» Requests
[1] Write out the part of the self-configuring networks post that opens with the words containing "Tracking Down MANET" and closes with "March, 2004, solicitation.".
[2] List every date or year mentioned in the self-configuring networks post.
[3] According to the self-configuring networks post, at how many nodes does DARPA's current experimental scheme top out?

» Page
— start —

Self-Configuring Networks

ACM News Service: Needed -- Self-Configuring Networks.  I am still looking for decentralized discovery and configuration mechanisms, and maybe this military requirement has some equivalence for P2P distributed-object operations. DARPA is looking at mobile self-configuring ad hoc networks, and it appears to be a piggyback on top of IP.  That part makes sense for me.  Their current experimental scheme tops out at 200 nodes, which is interesting.  I wonder if there is a way to work out regions or some kind using a scalable, fractal growth approach. That then has me wonder about authentication and attestation mechanisms (so here we go around the track again ...). Joab Jackson's 2004-11-22 Government Computer News article features an interview with U.S. Army Colonel Timothy Gibson and what is going on with tactical network in the field.

Tracking Down MANET

I didn't find links to MANET or the Control Plane notions, but a web search uncovered the Naval Research Laboratory's page on the IETF MANET working group.  There are piles of links to work that goes back to at least 1998. WCTG-NIST MANET Projects.  Here's a NIST page with material on Mobile Ad Hoc Networks (MANETs).  I am just as keen about this sort of thing for creating dynamic overlays in fixed-position systems too, and here's more information. Defense Against Cyber Attacks on Mobile Ad hoc Networks (MANETs).  There is also serious concern for defending MANETs against cyber attacks, something that would worry me even in a presumably-more-benign environment than battlefield tactical systems (one would hope).  This is going to be classified work according to the announcement of a March, 2004, solicitation.
I had more but I lost it once and I am going to stop and post this much.  I really hate web-intermediated document authoring.  I really do.

— end —

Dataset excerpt
— start —

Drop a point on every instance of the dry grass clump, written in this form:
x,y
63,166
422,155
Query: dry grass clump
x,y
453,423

— end —

» Results of the exercise
[1]
Tracking Down MANET

I didn't find links to MANET or the Control Plane notions, but a web search uncovered the Naval Research Laboratory's page on the IETF MANET working group.  There are piles of links to work that goes back to at least 1998. WCTG-NIST MANET Projects.  Here's a NIST page with material on Mobile Ad Hoc Networks (MANETs).  I am just as keen about this sort of thing for creating dynamic overlays in fixed-position systems too, and here's more information. Defense Against Cyber Attacks on Mobile Ad hoc Networks (MANETs).  There is also serious concern for defending MANETs against cyber attacks, something that would worry me even in a presumably-more-benign environment than battlefield tactical systems (one would hope).  This is going to be classified work according to the announcement of a March, 2004, solicitation.

[2]
2004-11-22
1998
March, 2004

[3] 200 nodes